## Exercise input
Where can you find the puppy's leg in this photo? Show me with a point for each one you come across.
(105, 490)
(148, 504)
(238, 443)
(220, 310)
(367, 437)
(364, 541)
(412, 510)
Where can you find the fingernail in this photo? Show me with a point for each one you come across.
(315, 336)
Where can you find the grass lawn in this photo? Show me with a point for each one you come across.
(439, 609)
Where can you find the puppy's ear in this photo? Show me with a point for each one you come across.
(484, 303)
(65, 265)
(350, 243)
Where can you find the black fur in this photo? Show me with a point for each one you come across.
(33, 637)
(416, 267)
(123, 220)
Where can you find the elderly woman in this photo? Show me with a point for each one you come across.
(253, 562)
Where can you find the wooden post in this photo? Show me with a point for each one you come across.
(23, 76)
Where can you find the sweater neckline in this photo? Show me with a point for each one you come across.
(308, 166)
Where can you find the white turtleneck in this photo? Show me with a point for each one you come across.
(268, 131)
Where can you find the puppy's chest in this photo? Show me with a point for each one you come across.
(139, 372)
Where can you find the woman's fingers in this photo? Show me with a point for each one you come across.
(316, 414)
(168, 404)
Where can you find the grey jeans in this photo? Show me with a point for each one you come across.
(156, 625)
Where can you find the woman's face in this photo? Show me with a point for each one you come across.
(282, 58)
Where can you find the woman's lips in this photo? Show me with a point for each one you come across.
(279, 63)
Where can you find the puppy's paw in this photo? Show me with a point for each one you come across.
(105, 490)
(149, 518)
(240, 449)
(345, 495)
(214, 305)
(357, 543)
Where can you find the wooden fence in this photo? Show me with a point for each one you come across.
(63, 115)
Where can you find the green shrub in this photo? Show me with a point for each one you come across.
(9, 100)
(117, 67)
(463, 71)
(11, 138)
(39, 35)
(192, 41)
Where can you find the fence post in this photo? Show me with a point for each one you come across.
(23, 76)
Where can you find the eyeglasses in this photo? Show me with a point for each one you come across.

## Work task
Give back exactly the lines from the one containing "Where can you find the puppy's chest" through the end of the listing above, with both ends included and nothing added.

## Task output
Where can you find the puppy's chest in this photo? Show me with a point for each one you come across.
(139, 372)
Where can you find the woman's fingers in this photo? Show me with a point for each one you come across.
(316, 414)
(168, 404)
Where can you find the grey jeans in this photo? Show me with a point for each one you come across.
(156, 625)
Where can you find the woman's face in this photo? Show me with a point for each one you come across.
(282, 58)
Where can you find the woman's lips in this photo? Show me with a point for each one you come across.
(279, 63)
Where can you find the puppy's paw in this photo? Show me with a point for each one you come across.
(105, 490)
(149, 518)
(240, 449)
(345, 495)
(214, 305)
(357, 543)
Where can you find the wooden fence in this photo? Show me with a point for each one you come across.
(63, 115)
Where can you find the green shrub in this photo? Show me with a point for each one you come across.
(9, 100)
(117, 67)
(463, 71)
(11, 138)
(39, 35)
(192, 41)
Where can you find the fence post in this photo? Show me with a point for each one you come across.
(23, 76)
Where can you find the eyeglasses in this photo? Show me with a point for each one you come across.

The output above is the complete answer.